Task directions
The lines from the start of the records below through the line containing "box: [27, 18, 478, 233]" are to be copied exactly, both ends included, with nothing added.

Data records

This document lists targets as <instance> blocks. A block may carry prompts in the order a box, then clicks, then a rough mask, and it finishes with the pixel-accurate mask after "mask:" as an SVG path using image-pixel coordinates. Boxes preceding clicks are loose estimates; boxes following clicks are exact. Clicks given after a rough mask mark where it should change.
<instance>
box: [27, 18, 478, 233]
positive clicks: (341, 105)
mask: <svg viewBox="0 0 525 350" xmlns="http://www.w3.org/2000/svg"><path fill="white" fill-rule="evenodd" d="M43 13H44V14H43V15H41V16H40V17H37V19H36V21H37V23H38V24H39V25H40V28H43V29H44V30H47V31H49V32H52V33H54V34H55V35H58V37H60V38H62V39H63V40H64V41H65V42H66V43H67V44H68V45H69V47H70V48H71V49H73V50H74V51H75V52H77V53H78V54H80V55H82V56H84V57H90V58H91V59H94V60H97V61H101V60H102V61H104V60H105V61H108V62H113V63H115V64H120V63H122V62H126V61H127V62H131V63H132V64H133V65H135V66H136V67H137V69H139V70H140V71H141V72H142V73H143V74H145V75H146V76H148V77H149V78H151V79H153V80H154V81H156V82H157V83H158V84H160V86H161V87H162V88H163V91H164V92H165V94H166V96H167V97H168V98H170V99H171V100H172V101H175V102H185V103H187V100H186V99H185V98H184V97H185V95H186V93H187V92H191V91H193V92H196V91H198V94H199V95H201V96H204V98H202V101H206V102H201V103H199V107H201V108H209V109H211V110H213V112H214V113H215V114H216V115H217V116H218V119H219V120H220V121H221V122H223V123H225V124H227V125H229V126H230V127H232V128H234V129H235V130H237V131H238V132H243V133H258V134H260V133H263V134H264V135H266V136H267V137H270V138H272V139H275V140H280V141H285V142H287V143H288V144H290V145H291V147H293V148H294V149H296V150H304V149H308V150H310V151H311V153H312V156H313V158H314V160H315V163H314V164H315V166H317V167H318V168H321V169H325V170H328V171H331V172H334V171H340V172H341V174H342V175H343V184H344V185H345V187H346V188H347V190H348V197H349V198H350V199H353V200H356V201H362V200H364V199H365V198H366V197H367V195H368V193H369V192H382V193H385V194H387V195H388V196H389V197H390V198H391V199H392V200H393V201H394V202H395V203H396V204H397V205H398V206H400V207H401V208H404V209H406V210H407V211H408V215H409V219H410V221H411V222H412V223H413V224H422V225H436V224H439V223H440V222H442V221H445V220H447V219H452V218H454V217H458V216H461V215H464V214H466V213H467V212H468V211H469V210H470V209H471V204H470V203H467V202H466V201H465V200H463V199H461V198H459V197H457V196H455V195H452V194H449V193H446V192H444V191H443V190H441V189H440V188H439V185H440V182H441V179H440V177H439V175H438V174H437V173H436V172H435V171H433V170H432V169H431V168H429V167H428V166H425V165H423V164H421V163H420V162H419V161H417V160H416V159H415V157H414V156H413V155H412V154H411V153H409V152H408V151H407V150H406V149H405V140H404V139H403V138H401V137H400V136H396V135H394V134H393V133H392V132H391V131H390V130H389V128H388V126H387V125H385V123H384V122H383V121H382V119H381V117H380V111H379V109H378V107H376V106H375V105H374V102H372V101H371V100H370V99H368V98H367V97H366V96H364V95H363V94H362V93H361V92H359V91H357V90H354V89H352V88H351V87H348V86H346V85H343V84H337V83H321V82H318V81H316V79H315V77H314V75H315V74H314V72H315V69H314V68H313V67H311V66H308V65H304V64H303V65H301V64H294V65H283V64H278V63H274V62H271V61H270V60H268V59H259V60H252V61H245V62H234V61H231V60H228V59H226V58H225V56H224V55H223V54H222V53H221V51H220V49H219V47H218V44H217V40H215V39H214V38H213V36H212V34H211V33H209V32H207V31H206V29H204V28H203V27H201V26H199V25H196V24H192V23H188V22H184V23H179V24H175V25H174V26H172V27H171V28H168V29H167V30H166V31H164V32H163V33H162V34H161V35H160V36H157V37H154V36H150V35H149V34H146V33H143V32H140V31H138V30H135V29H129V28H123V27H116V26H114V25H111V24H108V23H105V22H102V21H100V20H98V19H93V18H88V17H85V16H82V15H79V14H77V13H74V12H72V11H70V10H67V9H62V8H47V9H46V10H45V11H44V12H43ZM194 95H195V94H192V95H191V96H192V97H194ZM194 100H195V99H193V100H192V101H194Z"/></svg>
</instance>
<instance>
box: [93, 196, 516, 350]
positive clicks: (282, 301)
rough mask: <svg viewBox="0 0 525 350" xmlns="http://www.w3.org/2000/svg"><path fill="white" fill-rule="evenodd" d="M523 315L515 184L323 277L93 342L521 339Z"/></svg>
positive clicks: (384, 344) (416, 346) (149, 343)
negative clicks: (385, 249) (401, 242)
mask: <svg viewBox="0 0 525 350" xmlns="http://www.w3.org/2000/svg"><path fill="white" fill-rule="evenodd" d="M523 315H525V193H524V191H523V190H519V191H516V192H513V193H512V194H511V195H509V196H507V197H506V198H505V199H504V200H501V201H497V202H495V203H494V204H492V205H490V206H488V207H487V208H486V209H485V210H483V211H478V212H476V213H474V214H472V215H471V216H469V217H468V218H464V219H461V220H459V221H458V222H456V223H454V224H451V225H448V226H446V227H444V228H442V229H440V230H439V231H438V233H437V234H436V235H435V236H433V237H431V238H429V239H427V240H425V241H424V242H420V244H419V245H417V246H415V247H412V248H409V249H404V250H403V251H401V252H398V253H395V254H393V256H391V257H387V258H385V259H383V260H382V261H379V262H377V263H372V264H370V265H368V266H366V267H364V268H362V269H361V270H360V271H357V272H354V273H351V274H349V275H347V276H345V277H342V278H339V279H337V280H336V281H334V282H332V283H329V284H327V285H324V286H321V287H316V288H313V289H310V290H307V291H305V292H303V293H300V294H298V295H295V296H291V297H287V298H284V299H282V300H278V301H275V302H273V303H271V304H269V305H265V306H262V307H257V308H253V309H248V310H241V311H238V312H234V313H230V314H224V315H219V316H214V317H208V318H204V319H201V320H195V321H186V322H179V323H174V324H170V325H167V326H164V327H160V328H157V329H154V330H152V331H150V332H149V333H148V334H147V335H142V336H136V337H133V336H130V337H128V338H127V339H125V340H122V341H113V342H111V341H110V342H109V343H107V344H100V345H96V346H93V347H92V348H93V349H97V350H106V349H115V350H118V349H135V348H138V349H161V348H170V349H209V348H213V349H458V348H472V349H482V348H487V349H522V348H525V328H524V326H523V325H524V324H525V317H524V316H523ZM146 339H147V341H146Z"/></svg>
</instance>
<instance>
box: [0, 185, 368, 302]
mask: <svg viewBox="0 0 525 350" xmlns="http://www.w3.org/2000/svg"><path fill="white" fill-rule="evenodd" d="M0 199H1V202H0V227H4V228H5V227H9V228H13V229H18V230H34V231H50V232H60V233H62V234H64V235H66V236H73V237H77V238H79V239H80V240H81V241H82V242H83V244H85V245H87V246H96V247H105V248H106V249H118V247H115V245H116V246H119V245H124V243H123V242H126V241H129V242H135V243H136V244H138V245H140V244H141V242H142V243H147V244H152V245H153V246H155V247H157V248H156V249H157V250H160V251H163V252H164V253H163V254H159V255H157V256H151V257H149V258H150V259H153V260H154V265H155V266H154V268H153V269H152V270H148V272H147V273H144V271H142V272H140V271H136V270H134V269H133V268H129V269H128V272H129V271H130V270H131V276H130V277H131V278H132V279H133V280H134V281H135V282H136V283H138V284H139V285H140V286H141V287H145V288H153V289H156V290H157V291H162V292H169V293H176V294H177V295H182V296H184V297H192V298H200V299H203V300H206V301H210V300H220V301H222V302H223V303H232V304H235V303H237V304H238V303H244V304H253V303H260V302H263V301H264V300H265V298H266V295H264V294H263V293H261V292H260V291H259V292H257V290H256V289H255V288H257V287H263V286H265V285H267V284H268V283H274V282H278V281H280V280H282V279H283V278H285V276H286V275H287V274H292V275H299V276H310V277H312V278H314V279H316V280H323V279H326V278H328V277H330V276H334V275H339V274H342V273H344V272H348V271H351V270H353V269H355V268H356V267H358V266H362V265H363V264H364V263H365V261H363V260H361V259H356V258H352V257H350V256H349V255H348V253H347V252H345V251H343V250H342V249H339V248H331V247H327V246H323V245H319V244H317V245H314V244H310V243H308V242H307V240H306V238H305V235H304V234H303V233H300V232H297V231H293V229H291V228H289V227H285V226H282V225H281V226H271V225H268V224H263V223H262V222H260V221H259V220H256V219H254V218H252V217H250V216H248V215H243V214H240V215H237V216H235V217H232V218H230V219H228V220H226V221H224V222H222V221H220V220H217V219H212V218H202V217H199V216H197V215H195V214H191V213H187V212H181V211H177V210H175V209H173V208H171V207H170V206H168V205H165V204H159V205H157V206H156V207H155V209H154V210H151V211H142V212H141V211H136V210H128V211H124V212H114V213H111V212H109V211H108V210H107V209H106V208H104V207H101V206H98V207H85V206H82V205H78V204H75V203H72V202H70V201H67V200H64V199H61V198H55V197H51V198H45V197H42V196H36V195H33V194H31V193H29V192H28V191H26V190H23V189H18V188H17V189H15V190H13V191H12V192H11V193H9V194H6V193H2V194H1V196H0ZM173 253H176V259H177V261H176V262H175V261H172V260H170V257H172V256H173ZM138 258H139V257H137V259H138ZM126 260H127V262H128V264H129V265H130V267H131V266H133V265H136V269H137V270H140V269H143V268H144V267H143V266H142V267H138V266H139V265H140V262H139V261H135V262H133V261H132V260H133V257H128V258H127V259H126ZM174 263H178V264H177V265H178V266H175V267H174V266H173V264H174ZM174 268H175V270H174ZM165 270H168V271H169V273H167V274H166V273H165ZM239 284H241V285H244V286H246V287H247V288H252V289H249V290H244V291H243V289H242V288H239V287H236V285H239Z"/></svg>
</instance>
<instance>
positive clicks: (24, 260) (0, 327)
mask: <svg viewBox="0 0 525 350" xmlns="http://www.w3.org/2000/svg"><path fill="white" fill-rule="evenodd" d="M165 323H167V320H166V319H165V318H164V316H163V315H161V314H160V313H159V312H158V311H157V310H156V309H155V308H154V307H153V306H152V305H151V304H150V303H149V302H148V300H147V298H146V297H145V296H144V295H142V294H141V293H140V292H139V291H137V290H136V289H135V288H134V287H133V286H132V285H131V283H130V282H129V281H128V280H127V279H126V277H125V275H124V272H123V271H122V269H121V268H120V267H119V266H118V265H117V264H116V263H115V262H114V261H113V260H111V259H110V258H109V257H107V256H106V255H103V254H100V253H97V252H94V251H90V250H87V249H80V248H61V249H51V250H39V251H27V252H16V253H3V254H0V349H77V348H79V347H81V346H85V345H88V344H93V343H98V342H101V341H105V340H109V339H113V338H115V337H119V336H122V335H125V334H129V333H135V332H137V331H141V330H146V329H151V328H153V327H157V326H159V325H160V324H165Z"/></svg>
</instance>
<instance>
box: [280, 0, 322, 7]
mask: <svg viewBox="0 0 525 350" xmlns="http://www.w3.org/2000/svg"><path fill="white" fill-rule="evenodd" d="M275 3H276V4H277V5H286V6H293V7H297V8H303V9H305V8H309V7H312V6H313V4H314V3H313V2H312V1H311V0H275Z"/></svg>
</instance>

Answer to the problem
This document lists targets as <instance> blocks. A block may carry prompts in the order a box, then clicks, then a rough mask, and it finishes with the pixel-accurate mask after "mask:" as an SVG path using image-pixel coordinates. Boxes preceding clicks are loose estimates; boxes following clicks are exact. Clicks given after a rough mask mark where it should change.
<instance>
box: [27, 18, 478, 233]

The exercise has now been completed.